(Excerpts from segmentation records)
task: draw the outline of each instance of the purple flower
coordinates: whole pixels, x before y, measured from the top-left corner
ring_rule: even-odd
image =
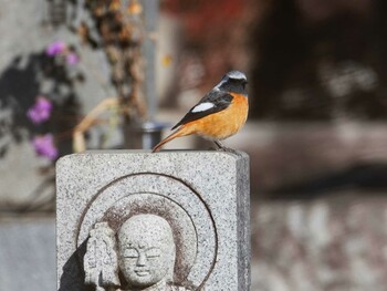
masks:
[[[64,52],[65,49],[66,44],[63,41],[54,41],[45,49],[45,53],[49,56],[55,56],[56,54]]]
[[[43,96],[39,96],[35,104],[29,108],[27,116],[34,124],[40,124],[50,118],[52,102]]]
[[[52,134],[35,136],[32,143],[38,155],[48,157],[51,160],[57,157],[59,153],[57,148],[54,146],[54,138]]]
[[[71,52],[66,55],[66,61],[67,61],[67,64],[77,64],[80,61],[80,58],[76,55],[76,53]]]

▸ GIVEN REQUEST: Extract every line in the segmentation records above that contains the word "outline".

▸ TASK RESULT:
task: draw the outline of each instance of the purple flower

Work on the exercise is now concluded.